1KP_Phyloinformatics_Pipeline

OneKP Phyloinformatics Pipelines and Output

As part of the iPlant Assembling the Tree of Life (iPToL) grand challenge project, the Tree Reconciliation Working Group (Todd Vision, Cecile Ane, Jim Leebens-Mack and Jamie Estill), collaborators (Norm Wickett, Raj Ayyampalayam, Mike Barker, Claude dePamphilis, Tandy Warnow, Gordon Burleigh, Oliver Eulenstein) and the iPlant team (including Michael Gonzales, Chris Jordan and Sheldon McKay) have developed pipelines for analysis of gene families within the context of organismal phylogenies. Data are being processed through these pipelines as sequences become available and intermediate results files will be posted for 1kp consortium members.

Analysis of Transcriptome Data for each cDNA Library 

Figure 1 shows how individual transcriptomes are being processed as we receive data from BGI-Shenzhen.

  

Figure 1. Description of analysis pipelines and data files for individual transcriptomes.  Databases and downloadable files included in grey box are being made available as described below

 Access to Data and Assembly Analysis FIles:

  • Raw reads and SOAP assemblies are available from the Westgrid server in Alberta and the TACC server in Texas.  Individual directories (e.g.ABEH-Heliotropium_greggii) at these sites include raw Illumina reads, assemblies, and BLAST analysis output files. 
  • BLASTX analyses of all SOAP assemblies are being performed to compare assemblies to gene annotations for plant genomes available in JGI's Phytozome database.   Downloadable files with blast results can be found within transcriptome assembly directories on the TACC server (e.g. ABEH-assembly.fa_blastx.results.bz2).

[Stored data]
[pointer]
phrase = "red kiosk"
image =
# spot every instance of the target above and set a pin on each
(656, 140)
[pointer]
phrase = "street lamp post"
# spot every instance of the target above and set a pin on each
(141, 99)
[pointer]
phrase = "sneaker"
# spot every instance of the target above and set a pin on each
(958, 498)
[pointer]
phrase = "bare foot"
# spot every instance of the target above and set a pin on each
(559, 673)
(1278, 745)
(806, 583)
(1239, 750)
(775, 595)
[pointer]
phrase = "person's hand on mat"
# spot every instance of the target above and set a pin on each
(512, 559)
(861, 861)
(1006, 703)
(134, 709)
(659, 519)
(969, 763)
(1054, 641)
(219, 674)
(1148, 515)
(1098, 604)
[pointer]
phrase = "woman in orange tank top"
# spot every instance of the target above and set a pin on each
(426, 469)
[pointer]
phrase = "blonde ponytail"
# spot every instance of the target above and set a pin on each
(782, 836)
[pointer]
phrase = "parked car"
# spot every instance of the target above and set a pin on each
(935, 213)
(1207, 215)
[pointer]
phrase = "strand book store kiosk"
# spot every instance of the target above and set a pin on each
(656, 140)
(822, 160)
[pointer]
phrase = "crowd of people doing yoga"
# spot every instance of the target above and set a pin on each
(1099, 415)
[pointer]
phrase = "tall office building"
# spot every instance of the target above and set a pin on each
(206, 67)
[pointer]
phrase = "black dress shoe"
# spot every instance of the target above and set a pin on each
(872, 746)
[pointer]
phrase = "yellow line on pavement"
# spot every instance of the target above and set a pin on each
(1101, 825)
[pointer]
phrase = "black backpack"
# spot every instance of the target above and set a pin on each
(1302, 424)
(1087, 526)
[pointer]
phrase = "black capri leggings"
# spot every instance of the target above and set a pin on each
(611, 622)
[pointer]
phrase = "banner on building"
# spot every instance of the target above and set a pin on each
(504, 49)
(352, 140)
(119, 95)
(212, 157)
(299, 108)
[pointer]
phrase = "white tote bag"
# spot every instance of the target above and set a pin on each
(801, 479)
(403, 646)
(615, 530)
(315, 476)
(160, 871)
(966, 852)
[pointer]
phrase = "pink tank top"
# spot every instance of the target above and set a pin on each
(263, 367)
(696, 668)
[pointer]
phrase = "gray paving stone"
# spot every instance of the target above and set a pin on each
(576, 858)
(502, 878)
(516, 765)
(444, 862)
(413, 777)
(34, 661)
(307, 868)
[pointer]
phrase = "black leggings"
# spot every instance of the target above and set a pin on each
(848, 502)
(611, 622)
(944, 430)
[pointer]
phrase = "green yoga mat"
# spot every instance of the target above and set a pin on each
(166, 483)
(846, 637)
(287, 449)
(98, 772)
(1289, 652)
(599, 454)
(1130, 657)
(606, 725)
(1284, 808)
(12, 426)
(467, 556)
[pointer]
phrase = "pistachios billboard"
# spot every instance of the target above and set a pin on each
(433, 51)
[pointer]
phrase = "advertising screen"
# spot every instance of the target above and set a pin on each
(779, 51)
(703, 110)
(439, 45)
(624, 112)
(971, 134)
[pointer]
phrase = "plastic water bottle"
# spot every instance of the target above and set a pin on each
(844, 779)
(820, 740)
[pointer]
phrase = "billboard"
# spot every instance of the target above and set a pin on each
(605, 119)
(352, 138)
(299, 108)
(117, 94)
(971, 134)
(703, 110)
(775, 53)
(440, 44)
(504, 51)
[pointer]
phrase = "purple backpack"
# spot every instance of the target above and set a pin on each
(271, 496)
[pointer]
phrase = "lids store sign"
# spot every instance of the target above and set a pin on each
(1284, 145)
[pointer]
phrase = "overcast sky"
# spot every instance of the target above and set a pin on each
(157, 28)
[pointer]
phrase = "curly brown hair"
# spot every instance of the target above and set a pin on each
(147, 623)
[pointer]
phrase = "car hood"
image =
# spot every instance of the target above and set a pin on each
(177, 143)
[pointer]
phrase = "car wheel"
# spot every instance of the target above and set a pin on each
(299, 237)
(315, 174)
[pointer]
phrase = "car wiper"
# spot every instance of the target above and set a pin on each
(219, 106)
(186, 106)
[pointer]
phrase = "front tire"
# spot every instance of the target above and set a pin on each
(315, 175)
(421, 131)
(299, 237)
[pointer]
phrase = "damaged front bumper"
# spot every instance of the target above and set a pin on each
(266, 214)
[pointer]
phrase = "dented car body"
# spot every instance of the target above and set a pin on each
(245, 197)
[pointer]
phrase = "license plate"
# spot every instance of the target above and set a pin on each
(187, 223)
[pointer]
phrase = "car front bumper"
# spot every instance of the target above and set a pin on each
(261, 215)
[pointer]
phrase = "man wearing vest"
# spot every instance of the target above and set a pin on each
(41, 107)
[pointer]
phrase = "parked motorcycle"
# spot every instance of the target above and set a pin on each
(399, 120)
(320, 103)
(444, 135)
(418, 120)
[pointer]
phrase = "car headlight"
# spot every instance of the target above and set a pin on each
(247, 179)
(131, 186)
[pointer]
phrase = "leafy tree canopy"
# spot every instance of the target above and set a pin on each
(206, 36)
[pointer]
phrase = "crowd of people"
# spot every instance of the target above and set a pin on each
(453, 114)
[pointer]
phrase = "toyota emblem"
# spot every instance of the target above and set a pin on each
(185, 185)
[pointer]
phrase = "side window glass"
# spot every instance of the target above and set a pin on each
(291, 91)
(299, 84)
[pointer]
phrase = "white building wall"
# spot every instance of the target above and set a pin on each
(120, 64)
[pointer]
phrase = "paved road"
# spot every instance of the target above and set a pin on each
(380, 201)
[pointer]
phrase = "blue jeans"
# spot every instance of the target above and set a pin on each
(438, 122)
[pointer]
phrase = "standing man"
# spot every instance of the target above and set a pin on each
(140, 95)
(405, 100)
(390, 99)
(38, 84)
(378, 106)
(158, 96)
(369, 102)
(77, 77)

- WORK INSTRUCTIONS
A. According to the OneKP pipeline page, the SOAP assemblies are compared to gene annotations from which database?
B. Duplicate the stretch of the OneKP pipeline page from "Figure 1 shows" through "analysis output files.".
C. Finish out the next part of the OneKP pipeline page, picking up after its last sentence.

- ANSWERS FOR THE EXERCISE
A. JGI's Phytozome database.

B.
Figure 1 shows how individual transcriptomes are being processed as we receive data from BGI-Shenzhen.

  

Figure 1. Description of analysis pipelines and data files for individual transcriptomes.  Databases and downloadable files included in grey box are being made available as described below

 Access to Data and Assembly Analysis FIles:

  • Raw reads and SOAP assemblies are available from the Westgrid server in Alberta and the TACC server in Texas.  Individual directories (e.g.ABEH-Heliotropium_greggii) at these sites include raw Illumina reads, assemblies, and BLAST analysis output files.

C.
  • Sequences and BLAST results for individual assemblies will also be accessible through an assembly viewer.  The web-based viewer will facilitate searches on annotation terms for BLAST hits found in the BLASTX analyses described above.  A prototype for the assembly viewer is currently available on a server at the University of Georgia (Note that the prototype includes OLD assemblies). 
  • A blast portal will soon be launched on the TACC server.  A barebones prototype with OLD assemblies is currently available on a blast server at the University of Georgia.
  • Mike Barker is running all transcriptome assemblies through his DupPipe Ks plot analysis pipeline.  Ks plots will be placed in the assembly directory for each transcriptome as they are generated.   

Sequence Annotation (i.e. Specification of definition lines in fasta files)

For now, 1kp assembly sequences are only labeled with sequence names (e.g.  scaffold-AALA-0000003-Meliosma_cuneifolia). We are considering the possibility of appending the annotation of the best BLASTX hit to the label (e.g. scaffold-AALA-0000003-Meliosma_cuneifolia | similarity to A. thaliana pyridoxal-dependent decarboxylase family gene AT3G17720) but we are somewhat concerned that some may over-interpret the label as implying orthology or functional orthoogy.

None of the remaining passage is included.